Nice post Charm!

My house has termites. I had the guys with the nasty spray and bag come over to deal with it. I've already had to take all my food out of it, bag everything that might absorb and hold the poison, rent a motel room for two days, and more. What pain in the ass. At the end of the process, the guys came back and told me that they didn't calculate the volume of the house properly and they would have to leave it bagged for another day and do another additional treatment.

After all that I have been through, do you think I am going to take a chance that there wasn't enough bug juice to kill all those little buggers, and a year later they would just bloom again, maybe even leaving this worse than they are now. And of course some of them will become resistant to the poison and it won't work on them at all? And I would have to go through the whole process all over again, only this time I might have to replace my whole roof because the little guys had a whole year to prosper and to undermine it? Not a chance. I'm going to do it right even if it is a bit more pain in the ass.

The consequences, especially since they have been doing this for years, and they know how much bug poison it takes to kill them all for sure, since it is well calculated and been proven on thousands of houses before mine, by lots of other bug killing companies. I'm going to tough it out..... that's what logic dictates even if there appears to be an easy way out today, ( I mean they probably got them all right? And wishfully, since I am miserable, I really want to believe this is really just overkill) and I really hate this process. What about you?

My radiation treatment side effects didn't really get the worst till 3 weeks after the end of treatment. Since you are going to have a long recovery period, stick out things and get the full treatment the way it was designed from looking at what happened to thousands of patients before you. It isn't going to shorten the crappy recovery symptoms that you are going to have for weeks to come anyway.


Brian, stage 4 oral cancer survivor. OCF Founder and Director. The first responsibility of a leader is to define reality. The last is to say thank you. In between, the leader is a servant.
• • • • •
### Goal of the exercise
Extract the passage of the forum post starting at "Brian, stage 4" and ending at "is a servant.". The items come from a separate source unrelated to the forum post.

### Natural-language object grounding data
• • • • •
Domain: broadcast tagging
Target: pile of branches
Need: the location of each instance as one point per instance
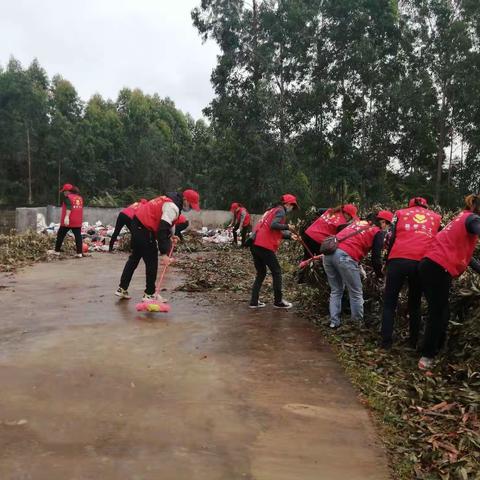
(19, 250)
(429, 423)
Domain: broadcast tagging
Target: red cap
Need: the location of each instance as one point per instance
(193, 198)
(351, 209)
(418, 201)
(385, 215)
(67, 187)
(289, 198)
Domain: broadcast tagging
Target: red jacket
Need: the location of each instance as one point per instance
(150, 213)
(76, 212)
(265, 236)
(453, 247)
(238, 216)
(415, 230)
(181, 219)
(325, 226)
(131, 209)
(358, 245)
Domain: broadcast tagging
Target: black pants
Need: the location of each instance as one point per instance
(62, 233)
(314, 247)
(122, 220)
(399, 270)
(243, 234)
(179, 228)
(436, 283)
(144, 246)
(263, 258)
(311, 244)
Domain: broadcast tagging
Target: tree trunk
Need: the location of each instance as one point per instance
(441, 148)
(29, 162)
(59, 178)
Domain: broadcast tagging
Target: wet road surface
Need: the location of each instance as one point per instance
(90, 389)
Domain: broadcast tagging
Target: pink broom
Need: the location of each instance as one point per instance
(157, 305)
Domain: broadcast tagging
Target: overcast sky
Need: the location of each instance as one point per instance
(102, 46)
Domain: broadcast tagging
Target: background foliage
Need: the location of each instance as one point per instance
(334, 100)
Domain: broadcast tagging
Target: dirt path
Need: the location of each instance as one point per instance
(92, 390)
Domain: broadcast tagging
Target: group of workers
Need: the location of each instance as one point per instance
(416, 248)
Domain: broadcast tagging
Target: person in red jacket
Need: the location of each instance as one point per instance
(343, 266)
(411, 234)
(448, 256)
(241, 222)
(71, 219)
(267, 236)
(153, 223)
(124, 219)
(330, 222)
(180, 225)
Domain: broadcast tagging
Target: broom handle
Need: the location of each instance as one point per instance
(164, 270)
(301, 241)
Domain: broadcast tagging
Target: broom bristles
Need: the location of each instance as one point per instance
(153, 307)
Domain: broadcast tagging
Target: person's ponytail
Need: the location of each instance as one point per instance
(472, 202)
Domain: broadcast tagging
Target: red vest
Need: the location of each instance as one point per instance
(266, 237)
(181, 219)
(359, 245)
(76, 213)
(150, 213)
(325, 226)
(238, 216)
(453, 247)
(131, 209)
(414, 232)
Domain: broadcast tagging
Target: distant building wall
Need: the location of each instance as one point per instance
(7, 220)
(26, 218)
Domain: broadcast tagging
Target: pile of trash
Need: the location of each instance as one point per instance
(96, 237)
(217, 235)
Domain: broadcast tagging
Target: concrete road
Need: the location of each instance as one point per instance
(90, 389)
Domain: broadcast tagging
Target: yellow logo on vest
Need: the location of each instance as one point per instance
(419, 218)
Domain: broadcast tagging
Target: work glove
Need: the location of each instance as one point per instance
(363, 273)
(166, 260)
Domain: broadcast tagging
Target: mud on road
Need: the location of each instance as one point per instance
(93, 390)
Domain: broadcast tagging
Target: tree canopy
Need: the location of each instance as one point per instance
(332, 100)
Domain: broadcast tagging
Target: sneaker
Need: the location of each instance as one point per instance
• • • • •
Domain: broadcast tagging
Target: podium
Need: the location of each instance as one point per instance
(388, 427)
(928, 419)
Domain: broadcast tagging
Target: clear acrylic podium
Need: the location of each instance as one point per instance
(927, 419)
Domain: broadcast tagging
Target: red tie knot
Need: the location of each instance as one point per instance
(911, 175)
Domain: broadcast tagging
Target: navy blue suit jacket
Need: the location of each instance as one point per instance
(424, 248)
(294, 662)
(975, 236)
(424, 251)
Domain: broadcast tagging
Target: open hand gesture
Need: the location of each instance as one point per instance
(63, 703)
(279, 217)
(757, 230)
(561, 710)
• • • • •
### Reply to the exercise
Brian, stage 4 oral cancer survivor. OCF Founder and Director. The first responsibility of a leader is to define reality. The last is to say thank you. In between, the leader is a servant.